[Questions]
**a)** According to the film review, where is the woman played by Ana Rujas found chained and tortured?
**b)** Carry the film review forward from the point where it stops, keeping its voice and subject.

[Passage shown]
*** Begin section ***

A grab bag of thriller tropes and action beats is tossed at another “human trafficking” thriller, this one from Spain, in “The Marked Woman.”
We’ve got an amnesiac with Jason Bourne skills. Because one never forgets one’s martial arts training. Apprently. She uses “Memento” Post-It notes to piece together clues from bits of memory. We’ve got shipping containers stuffed with human beings, “coded” bank accounts, dirty cops and a dogged loner detective soldiering on despite recent tragedy.
The film’s big takeway is that this modern day slave trade is not just a North American cinematic obsession.
Women kidnapped to be sex workers, refugees smuggled from Africa and Asia and South America into Europe or North America at their own peril, Chinese smuggled to staff (in indentured servitude) the world’s Asian eateries and the whole Trumpstein scandal — enveloping America’s and the world’s richest in a conspiracy involving pedophilia and blackmail, with Israeli intelligence involvement — all point to a global problem and the most predatory practices of “capitalism.”
Director Gabe Ibáñez and screenwriter Lara Sendim, adapting a novel by Rosa Montero and Olivier Truc, never quite get this beast up and running. It takes 24 minutes to get to the first action beat, and when our heroine (Ana Rujas) isn’t fighting, the picture struggles to hold our interest.
Rujas plays a woman found chained and tortured in a shipping container at the port of Barcelona.
We’ve met our victim as she furtively talked to another woman (Kira Miró) just after that second one has given testimony against a trafficking task force cop. under suspicion for being a mob “mole.” All this took place in Algeciras, the Spanish city adjoining Gibraltar at the entrance to the Mediterranean, months earlier.
The smugglers and the cops — clean ones and dirty ones — are in a race to find and question this anonymous amnesia victim, covered in car battery torture burns, before she remembers things that will bring this crime ring down, dragging a lot of people with it.

*** End section ***

[Data extract]

*** Begin section ***

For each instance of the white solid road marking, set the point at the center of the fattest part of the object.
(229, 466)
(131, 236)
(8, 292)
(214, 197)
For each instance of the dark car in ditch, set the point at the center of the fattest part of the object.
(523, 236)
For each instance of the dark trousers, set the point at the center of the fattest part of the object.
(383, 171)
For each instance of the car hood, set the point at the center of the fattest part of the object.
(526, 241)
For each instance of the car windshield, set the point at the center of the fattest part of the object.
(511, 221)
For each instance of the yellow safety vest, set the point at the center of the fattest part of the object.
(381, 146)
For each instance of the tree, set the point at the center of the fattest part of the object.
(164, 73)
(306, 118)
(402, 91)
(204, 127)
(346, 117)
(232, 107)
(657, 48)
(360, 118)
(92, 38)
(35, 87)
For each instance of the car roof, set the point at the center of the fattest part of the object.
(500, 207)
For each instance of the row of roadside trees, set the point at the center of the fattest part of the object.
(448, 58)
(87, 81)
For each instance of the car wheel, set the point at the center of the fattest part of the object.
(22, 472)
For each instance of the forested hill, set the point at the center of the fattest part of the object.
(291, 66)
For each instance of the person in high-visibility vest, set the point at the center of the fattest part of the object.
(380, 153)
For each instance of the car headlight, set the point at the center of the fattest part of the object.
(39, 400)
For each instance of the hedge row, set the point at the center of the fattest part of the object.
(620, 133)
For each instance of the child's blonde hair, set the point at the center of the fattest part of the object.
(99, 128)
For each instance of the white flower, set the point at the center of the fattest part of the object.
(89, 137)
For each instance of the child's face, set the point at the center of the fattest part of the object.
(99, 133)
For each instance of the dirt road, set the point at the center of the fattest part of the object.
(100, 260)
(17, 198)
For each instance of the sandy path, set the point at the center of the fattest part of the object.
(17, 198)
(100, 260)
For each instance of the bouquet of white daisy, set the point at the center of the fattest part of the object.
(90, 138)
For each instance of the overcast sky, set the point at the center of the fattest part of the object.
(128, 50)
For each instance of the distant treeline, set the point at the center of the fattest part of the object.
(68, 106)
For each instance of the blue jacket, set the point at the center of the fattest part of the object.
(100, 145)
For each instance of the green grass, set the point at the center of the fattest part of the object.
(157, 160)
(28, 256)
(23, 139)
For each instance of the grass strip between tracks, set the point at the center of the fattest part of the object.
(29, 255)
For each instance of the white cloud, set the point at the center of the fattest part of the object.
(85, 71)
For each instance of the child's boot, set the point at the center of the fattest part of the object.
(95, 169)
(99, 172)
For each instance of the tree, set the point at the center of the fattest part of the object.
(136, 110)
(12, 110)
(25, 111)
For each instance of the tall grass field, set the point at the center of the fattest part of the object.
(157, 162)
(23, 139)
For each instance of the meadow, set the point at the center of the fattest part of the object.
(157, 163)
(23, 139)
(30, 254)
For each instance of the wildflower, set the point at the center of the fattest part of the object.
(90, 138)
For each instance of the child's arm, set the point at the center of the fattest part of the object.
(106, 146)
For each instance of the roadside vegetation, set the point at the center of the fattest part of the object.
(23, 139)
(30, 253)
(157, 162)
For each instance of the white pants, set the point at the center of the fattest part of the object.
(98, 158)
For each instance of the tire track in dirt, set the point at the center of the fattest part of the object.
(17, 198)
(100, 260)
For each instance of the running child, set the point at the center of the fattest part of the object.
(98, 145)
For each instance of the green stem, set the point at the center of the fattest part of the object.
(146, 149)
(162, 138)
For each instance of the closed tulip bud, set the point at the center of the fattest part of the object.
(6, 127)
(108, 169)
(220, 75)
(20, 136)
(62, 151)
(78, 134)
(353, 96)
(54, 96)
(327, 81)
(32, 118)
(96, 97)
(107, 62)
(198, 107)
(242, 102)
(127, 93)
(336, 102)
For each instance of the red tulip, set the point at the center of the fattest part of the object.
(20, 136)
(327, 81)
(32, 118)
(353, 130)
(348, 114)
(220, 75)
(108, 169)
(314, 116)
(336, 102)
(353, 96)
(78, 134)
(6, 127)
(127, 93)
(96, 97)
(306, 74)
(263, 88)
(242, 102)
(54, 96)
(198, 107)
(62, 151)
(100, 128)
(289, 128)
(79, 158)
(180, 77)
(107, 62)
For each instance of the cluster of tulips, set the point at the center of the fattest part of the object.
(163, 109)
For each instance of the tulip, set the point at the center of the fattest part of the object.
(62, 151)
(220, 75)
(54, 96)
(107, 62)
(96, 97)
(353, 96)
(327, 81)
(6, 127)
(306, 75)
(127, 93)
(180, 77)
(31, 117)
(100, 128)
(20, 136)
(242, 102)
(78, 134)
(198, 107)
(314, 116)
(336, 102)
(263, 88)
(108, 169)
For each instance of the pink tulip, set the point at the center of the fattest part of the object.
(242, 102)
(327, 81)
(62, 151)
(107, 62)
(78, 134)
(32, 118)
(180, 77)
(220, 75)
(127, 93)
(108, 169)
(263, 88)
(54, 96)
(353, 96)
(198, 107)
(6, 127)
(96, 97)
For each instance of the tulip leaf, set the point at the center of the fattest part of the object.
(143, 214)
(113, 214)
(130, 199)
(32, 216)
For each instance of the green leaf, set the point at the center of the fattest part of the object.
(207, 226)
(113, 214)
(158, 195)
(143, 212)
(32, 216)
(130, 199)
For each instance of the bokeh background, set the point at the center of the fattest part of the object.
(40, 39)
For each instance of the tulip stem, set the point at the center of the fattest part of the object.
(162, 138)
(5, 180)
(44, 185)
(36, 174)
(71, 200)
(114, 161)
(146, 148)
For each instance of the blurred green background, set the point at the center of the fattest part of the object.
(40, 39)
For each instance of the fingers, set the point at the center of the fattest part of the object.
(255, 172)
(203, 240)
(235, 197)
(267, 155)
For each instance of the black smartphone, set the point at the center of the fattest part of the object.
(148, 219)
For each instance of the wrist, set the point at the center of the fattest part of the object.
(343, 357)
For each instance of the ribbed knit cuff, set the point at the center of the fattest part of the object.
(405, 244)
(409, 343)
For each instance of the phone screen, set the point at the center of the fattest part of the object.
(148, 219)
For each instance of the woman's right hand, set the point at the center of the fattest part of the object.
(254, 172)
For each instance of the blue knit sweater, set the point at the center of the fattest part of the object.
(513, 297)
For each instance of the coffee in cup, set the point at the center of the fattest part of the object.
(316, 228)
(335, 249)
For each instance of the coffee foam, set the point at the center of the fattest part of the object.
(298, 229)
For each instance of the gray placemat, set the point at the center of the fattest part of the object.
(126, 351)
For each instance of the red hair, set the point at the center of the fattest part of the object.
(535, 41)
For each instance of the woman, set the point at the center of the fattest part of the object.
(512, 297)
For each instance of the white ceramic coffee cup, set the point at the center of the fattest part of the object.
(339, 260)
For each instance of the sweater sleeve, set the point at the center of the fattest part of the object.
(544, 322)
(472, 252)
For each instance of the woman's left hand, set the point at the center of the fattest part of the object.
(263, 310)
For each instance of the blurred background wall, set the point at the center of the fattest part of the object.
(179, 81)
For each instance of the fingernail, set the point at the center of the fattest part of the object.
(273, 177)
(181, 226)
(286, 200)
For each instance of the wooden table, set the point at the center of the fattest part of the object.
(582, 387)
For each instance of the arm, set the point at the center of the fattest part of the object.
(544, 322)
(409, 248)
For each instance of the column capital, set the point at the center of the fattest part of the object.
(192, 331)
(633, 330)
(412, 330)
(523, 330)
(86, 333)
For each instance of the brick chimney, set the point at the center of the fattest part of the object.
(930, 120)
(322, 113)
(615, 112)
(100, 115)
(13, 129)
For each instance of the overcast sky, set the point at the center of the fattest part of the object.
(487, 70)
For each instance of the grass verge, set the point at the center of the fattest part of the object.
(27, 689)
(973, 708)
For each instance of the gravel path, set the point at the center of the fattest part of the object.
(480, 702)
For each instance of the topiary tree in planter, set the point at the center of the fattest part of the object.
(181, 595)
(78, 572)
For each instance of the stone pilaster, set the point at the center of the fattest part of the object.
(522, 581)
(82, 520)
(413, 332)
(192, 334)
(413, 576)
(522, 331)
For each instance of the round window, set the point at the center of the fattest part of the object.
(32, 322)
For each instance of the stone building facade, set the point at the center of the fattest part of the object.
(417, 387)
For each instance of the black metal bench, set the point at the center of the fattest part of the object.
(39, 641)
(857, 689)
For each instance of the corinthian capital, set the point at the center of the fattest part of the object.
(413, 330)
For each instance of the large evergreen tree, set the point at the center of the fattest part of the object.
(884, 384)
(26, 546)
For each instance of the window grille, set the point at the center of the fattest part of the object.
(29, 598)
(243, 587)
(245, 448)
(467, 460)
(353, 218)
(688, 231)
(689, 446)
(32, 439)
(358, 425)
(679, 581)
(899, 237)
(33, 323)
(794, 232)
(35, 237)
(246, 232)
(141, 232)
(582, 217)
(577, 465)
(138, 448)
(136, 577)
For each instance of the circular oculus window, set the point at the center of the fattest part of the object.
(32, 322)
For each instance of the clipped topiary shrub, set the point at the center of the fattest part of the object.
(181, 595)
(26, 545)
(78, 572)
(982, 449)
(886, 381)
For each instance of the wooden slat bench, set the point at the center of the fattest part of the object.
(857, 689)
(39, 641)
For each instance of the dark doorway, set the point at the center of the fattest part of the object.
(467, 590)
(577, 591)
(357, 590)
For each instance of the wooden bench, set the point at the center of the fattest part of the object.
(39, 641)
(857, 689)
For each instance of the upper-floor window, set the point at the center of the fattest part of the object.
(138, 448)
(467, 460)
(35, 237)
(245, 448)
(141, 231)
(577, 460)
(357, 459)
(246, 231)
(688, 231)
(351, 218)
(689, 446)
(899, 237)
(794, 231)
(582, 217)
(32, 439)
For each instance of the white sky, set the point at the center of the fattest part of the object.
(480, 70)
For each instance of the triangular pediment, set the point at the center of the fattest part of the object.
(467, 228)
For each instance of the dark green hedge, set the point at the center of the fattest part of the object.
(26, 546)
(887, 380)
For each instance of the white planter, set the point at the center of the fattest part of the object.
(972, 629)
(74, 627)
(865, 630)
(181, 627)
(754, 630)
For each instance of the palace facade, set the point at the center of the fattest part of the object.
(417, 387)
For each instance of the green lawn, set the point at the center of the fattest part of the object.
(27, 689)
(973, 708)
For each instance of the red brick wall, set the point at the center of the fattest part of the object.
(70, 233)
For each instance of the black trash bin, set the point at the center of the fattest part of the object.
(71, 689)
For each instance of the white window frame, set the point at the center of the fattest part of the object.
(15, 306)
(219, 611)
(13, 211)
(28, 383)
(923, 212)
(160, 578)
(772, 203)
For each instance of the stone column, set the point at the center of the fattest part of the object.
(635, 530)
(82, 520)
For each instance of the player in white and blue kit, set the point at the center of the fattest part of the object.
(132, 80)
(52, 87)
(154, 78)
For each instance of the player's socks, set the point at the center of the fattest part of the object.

*** End section ***

[Numbered answers]
**a)** In a shipping container at the port of Barcelona.

**b)**
She has “something valuable,” (in Spanish or English or subtitled), “somehing ‘they’ don’t want you to share.”
The formidable Candela Peña (“All About My Mother,””Princesses”) is the 50ish detective sergeant, fresh off a tragedy and too anxious to get back to work. She draws this “case that nobody wants” and starts to work the clues with a reluctant junior partner (Carlos Troya).
There’s DNA at the crime scene, phone records to vet and a survivor to interrogate.
Meanwhile, the accused cop from Algeciras (Pol López) elbows his way north and into the investigation, even though nobody seems to trust him. An impending Internal Affairs hearing will do that to a guy.
The under-protected survivor has to kill her way out of being kidnapped again, and we’re off on a movie that blends the implausible (the amnesiac is dragged along on stakeouts) with the cliched, all of it covered at a snail’s pace.
“The Marked Woman” finds some suspense by the third act. It’s well-cast and a couple of the fights are first rate. But if you haven’t figured this clunker out an hour before the characters onscreen do, you’re not seeing enough thrillers.
Rating: TV-MA, graphic violence, profanity
Cast: Candela Peña, Ana Rujas, Pol López, Luka Peros, Manolo Solo and
Kira Miró
Credits: Directed by Gabe Ibáñez, scripted by Lara Sendim, based on the novel by Rosa Montero and Olivier Truc. A Netflix release.